• **What is being asked**:
List every line of the data below that contains the word "boulder", matching case exactly.

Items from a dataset
════════════════════

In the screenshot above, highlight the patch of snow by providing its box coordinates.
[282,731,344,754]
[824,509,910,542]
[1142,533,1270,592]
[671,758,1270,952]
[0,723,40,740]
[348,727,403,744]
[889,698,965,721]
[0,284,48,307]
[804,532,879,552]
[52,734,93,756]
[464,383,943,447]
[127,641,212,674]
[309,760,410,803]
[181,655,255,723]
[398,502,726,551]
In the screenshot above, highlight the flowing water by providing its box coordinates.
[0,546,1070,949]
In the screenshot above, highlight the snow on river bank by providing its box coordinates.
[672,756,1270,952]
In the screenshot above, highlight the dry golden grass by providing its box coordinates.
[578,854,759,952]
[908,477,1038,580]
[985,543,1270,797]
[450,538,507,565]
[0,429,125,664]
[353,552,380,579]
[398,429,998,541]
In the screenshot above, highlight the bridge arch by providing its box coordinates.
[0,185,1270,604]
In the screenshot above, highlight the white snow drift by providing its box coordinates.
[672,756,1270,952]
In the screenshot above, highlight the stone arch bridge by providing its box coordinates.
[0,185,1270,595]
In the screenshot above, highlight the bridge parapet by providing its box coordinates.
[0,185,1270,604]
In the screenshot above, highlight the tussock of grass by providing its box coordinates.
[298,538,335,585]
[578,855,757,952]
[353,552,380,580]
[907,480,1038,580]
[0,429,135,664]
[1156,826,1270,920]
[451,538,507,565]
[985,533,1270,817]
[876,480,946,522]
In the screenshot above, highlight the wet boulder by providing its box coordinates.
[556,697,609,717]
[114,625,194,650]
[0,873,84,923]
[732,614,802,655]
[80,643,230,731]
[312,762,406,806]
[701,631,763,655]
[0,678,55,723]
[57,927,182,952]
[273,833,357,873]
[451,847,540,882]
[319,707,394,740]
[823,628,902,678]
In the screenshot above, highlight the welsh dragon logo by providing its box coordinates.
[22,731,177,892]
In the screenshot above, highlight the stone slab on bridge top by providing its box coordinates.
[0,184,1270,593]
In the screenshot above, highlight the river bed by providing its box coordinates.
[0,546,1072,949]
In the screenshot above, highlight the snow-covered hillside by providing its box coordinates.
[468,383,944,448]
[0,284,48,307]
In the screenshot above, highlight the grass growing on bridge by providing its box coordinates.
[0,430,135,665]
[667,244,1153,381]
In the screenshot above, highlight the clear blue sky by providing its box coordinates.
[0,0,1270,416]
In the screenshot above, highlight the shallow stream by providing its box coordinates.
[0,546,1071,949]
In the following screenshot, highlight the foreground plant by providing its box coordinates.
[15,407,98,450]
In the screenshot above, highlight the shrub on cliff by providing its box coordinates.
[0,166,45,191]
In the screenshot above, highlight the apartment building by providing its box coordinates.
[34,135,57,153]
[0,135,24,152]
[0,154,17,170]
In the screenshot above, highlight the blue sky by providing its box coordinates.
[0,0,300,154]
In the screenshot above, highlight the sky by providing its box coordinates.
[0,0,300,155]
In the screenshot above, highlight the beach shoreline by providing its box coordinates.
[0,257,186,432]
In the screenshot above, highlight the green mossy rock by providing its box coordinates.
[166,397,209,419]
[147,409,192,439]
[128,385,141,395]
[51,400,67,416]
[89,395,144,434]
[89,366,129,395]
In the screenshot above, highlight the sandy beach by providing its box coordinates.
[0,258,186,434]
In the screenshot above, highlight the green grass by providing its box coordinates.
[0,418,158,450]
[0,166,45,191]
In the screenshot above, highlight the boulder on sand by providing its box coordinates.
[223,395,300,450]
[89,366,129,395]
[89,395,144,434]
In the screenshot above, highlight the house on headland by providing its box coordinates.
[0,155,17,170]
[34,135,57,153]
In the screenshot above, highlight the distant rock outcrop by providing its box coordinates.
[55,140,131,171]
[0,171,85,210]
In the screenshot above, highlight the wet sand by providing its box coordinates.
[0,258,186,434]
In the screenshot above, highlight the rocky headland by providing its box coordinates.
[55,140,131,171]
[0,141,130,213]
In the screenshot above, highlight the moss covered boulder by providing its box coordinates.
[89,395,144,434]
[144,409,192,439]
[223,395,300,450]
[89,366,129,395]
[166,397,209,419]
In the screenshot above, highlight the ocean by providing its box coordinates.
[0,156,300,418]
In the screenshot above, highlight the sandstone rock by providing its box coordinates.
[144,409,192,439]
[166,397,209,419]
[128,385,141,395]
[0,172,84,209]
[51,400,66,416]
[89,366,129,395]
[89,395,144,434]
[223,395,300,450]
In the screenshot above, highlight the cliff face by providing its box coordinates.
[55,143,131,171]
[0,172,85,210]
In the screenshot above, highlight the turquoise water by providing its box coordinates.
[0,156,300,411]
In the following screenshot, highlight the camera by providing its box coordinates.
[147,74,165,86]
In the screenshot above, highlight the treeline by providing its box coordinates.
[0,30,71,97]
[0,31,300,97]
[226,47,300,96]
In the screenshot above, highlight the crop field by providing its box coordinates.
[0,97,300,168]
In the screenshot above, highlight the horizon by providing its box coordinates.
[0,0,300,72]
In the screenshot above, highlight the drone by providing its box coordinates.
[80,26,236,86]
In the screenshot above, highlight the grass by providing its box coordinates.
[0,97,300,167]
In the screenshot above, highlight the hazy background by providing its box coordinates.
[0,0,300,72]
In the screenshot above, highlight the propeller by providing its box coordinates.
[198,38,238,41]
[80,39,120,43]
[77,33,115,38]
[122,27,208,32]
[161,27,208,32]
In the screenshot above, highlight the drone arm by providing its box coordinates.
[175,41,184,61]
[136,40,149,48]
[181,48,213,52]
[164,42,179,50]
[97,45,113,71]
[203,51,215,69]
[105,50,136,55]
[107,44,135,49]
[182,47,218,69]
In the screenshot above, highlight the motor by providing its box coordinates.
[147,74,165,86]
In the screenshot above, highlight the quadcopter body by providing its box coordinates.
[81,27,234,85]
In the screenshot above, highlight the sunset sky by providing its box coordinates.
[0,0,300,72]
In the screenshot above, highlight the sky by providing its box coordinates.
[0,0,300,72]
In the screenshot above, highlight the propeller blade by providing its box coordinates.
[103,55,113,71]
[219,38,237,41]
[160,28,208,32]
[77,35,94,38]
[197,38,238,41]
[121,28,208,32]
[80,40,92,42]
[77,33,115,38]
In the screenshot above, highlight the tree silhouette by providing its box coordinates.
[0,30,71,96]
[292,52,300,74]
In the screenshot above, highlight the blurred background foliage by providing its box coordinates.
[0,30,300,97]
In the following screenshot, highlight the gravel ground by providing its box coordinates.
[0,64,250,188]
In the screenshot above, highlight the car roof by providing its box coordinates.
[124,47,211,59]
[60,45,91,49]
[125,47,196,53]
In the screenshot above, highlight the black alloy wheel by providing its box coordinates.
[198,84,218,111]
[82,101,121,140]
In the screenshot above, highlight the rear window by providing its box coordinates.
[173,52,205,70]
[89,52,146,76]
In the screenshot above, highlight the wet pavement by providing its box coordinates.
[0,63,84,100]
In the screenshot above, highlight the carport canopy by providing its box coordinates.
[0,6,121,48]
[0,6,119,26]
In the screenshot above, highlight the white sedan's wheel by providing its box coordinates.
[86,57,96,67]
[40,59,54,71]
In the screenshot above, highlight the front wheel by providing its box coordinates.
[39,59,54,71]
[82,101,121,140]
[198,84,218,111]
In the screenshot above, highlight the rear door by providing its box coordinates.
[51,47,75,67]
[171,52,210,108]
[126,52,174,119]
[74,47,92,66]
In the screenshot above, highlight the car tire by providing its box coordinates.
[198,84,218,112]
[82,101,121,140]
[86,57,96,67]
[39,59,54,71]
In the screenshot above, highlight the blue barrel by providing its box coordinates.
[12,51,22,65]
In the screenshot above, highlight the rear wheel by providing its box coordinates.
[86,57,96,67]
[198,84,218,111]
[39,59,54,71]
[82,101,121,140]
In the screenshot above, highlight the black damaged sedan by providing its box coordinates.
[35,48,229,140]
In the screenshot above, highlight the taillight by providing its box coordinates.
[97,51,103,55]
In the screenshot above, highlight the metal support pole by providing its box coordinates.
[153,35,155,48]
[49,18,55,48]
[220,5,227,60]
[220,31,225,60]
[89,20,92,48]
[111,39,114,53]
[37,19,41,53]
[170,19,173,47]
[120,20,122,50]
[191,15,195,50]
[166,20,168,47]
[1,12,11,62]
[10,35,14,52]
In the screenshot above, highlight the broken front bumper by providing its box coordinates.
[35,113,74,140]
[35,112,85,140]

════════════════════

• **Exercise answer**:
In the screenshot above, highlight the wet boulder by providing its box coordinates.
In the screenshot above, highlight the boulder on sand by providing its box coordinates.
In the screenshot above, highlight the moss covered boulder by providing its box coordinates.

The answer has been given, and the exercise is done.